### What you have to do
Repeat the listing beneath this line exactly, keeping every character.

+ + +

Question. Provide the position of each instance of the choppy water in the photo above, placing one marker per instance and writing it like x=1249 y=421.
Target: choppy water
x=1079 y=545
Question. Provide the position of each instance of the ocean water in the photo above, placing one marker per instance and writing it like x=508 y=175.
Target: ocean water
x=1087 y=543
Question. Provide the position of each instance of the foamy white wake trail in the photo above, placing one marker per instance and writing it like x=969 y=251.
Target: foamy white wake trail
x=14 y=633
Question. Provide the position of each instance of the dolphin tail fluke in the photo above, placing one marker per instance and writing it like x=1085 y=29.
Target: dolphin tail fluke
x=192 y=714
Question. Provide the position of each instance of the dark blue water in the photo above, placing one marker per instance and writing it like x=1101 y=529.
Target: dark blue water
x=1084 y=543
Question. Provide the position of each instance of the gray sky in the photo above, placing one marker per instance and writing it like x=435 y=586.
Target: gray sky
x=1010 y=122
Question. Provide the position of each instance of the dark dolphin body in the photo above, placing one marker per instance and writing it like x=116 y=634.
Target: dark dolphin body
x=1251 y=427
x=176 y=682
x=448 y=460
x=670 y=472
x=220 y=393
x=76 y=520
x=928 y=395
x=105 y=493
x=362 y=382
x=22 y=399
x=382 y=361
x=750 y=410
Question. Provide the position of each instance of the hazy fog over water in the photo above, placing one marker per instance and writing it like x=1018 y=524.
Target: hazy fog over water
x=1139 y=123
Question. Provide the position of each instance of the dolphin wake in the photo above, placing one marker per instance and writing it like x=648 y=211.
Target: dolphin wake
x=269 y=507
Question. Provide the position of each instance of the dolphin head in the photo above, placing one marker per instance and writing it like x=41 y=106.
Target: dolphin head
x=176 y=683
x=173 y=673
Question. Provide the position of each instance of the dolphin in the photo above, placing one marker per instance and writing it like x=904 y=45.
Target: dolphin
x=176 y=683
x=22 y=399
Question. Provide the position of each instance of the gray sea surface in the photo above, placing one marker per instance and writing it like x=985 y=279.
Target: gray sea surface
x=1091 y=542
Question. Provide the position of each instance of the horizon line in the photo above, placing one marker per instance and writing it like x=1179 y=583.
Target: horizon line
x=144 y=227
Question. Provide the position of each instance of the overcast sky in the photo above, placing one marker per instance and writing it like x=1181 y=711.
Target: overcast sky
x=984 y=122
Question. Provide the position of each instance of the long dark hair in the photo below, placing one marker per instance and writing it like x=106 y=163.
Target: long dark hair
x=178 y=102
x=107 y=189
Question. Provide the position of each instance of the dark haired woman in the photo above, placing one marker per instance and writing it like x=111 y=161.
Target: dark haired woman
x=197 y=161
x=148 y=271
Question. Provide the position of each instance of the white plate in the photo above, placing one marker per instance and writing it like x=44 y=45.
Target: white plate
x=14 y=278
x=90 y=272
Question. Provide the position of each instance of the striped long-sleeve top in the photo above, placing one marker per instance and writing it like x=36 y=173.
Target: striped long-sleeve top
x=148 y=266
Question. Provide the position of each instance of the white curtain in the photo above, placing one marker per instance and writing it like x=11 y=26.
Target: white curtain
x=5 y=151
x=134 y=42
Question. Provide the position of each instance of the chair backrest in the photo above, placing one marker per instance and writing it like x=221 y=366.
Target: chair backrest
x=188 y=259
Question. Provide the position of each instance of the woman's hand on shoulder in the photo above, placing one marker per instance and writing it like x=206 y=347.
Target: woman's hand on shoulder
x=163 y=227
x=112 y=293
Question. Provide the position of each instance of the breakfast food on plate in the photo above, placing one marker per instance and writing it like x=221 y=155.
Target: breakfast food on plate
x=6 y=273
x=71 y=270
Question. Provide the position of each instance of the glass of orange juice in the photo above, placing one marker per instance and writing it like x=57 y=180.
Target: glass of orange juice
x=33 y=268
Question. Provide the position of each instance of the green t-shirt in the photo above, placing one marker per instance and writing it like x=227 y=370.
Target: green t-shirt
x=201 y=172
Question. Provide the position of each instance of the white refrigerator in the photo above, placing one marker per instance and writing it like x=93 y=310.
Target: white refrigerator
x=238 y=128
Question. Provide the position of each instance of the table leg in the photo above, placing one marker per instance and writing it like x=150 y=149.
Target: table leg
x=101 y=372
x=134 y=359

+ + +

### Answer space
Question. Provide the position of each instance of the choppy water in the photo above, placing one marker per instance and writing it like x=1249 y=421.
Target: choppy water
x=1079 y=545
Question. Provide the position of each instance of the ocean water in the photo above, placing one marker per instance and writing it like x=508 y=175.
Target: ocean water
x=1087 y=543
Question. Provide the position of each instance of the foamy white wake trail in the photo above, placing one marker per instance and writing it like x=969 y=251.
Target: foamy white wake trail
x=14 y=633
Question. Provide the position of each instance of the dolphin tail fluke in the photo above, placing one marker per instance and writing it like x=1085 y=29.
Target: dolphin tail fluke
x=192 y=714
Question. Provide the position of each instance of the dark blue water in the photo above, placing one marker per instance and writing it like x=1101 y=529.
Target: dark blue water
x=1084 y=543
Question. Provide the position of each instance of the gray sky in the photo above, placing one marker per instance and writing it like x=435 y=586.
Target: gray sky
x=1010 y=122
Question. Provide the position of each instance of the dark dolphin body in the photo above, placing one marker per instance and writing it like x=116 y=634.
Target: dark dolphin body
x=1251 y=427
x=176 y=682
x=448 y=460
x=670 y=472
x=220 y=393
x=76 y=520
x=928 y=395
x=105 y=493
x=362 y=382
x=22 y=399
x=382 y=361
x=750 y=410
Question. Provide the position of each instance of the hazy fog over water in the photo above, placing one marker per instance and writing it like x=1018 y=524.
Target: hazy fog over water
x=1139 y=123
Question. Provide the position of each instance of the dolphin wake in the photo above, placing one marker per instance and writing it like x=648 y=211.
Target: dolphin wake
x=269 y=507
Question. Provide the position of each instance of the dolphin head in the photo above, placing one marker per instance and writing it like x=41 y=106.
Target: dolphin head
x=176 y=683
x=173 y=673
Question. Provide the position of each instance of the dolphin in the photo above, placing one marker per instance and writing it like x=904 y=45.
Target: dolphin
x=176 y=683
x=22 y=399
Question. Provide the position of each instance of the gray sea surface in the photo above, placing one marker per instance and writing it like x=985 y=279.
Target: gray sea surface
x=1091 y=542
Question. Provide the position of each instance of the horizon line in the photo above, placing one marker per instance and writing it like x=1179 y=583.
Target: horizon line
x=144 y=227
Question. Provide the position of each instance of the overcast sky in the photo above, placing one marker per instance and writing it like x=1181 y=711.
Target: overcast sky
x=984 y=122
Question. Provide the position of each instance of the long dark hair in the photo below, placing one marker per instance and writing it like x=106 y=163.
Target: long dark hair
x=178 y=102
x=107 y=189
Question. Provide the position of each instance of the dark haired woman in the photo above, placing one marker per instance and writing it like x=111 y=161.
Target: dark haired woman
x=197 y=161
x=148 y=271
Question. Provide the position of each instance of the white plate in the photo above, placing one marker per instance and writing it like x=44 y=45.
Target: white plate
x=14 y=278
x=90 y=272
Question. Provide the position of each instance of the striped long-sleeve top in the photo above, placing one marker per instance and writing it like x=36 y=173.
Target: striped long-sleeve top
x=148 y=266
Question. Provide the position of each instance of the white curtain in the photo above, placing one marker per instance and writing it like x=11 y=26.
Target: white curtain
x=5 y=151
x=134 y=42
Question. Provide the position of each instance of the chair backrest in the photo above, placing one marker per instance and writing it like x=221 y=366.
Target: chair backrest
x=188 y=259
Question. Provide the position of each instance of the woman's hand on shoulder in the photo above, placing one marker per instance and writing it like x=206 y=347.
Target: woman's hand on shoulder
x=163 y=227
x=112 y=293
Question. Provide the position of each instance of the breakfast food on plate in the photo above, placing one marker per instance and writing it like x=221 y=155.
Target: breakfast food on plate
x=6 y=273
x=71 y=270
Question. Provide the position of each instance of the glass of orange juice in the photo above, placing one marker per instance and writing it like x=57 y=180.
Target: glass of orange juice
x=33 y=268
Question. Provide the position of each instance of the green t-shirt in the photo above, placing one marker per instance and writing it like x=227 y=370.
Target: green t-shirt
x=201 y=172
Question. Provide the position of each instance of the white refrigerator in the photo above, placing one marker per instance and writing it like x=93 y=310.
Target: white refrigerator
x=238 y=128
Question. Provide the position of each instance of the table leg in the photo above, placing one marker per instance and writing it like x=150 y=149.
Target: table leg
x=101 y=372
x=134 y=359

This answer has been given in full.